──────── Supplied text ────────
Men’s sexual miseducation is not men’s fault. Young men feel tremendous pressure to know the ins and outs of sex, as it were, so they’ll be able to lead their presumably sexually naive girlfriends in intimate explorations. Few parents discuss sex the details of erotic technique with their sons. School-based sex education is all about sperm, eggs, sexually transmitted diseases, and (with any luck) contraception. But even the best school-based sex ed communicates not one iota of information about whole-body sensual caressing in lovemaking. So young men fall back on the only resources available to them—other young men, and the sex media, which largely ignore sensuality, and instead, feature men with elephantine penises (the main reason why just about every many is convinced his is too small). It’s a classic case of the blind leading the blind.
──────── Data for analysis ────────
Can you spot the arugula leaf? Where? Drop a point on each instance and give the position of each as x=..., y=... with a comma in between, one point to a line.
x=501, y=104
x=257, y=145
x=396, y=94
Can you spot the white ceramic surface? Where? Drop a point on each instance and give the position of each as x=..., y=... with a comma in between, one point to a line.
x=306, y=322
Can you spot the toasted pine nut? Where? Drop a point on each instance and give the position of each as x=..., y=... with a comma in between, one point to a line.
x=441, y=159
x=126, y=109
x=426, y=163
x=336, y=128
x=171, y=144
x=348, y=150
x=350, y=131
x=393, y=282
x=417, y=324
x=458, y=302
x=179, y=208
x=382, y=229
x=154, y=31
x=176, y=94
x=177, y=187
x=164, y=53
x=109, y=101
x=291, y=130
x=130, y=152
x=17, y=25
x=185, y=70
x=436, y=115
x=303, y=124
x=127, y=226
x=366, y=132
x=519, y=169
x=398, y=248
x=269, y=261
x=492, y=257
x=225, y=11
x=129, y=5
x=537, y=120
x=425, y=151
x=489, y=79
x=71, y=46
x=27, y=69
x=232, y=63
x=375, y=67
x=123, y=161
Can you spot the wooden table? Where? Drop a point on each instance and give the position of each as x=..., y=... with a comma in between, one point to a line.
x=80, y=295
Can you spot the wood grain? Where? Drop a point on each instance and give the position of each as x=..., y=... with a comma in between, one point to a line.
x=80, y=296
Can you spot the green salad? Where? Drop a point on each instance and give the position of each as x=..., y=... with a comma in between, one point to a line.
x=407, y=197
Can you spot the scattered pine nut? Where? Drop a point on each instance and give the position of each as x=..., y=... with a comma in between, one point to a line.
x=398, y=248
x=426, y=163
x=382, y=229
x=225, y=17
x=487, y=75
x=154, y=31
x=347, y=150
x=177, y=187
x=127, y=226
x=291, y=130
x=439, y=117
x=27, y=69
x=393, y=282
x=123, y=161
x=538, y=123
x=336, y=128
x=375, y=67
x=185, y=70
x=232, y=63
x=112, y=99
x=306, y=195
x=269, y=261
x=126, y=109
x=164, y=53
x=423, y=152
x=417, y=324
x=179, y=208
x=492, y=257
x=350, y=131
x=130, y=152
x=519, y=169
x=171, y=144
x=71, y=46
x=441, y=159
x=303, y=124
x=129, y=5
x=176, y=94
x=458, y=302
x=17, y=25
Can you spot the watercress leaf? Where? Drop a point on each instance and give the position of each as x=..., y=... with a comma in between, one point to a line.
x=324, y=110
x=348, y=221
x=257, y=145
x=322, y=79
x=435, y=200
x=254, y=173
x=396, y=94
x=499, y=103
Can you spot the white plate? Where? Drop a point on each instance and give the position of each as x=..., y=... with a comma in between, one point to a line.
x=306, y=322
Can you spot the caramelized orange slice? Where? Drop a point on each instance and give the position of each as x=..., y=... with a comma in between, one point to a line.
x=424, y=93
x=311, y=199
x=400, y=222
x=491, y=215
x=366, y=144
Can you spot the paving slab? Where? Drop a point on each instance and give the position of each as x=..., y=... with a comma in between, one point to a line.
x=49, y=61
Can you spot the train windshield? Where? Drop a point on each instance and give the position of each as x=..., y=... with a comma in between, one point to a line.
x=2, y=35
────────
- Goal of the exercise
Copy the passage on men's sexual miseducation, starting at "Men’s sexual miseducation" and ending after "leading the blind.", and swap "girlfriends" for "partners".

- Solution
Men’s sexual miseducation is not men’s fault. Young men feel tremendous pressure to know the ins and outs of sex, as it were, so they’ll be able to lead their presumably sexually naive partners in intimate explorations. Few parents discuss sex the details of erotic technique with their sons. School-based sex education is all about sperm, eggs, sexually transmitted diseases, and (with any luck) contraception. But even the best school-based sex ed communicates not one iota of information about whole-body sensual caressing in lovemaking. So young men fall back on the only resources available to them—other young men, and the sex media, which largely ignore sensuality, and instead, feature men with elephantine penises (the main reason why just about every many is convinced his is too small). It’s a classic case of the blind leading the blind.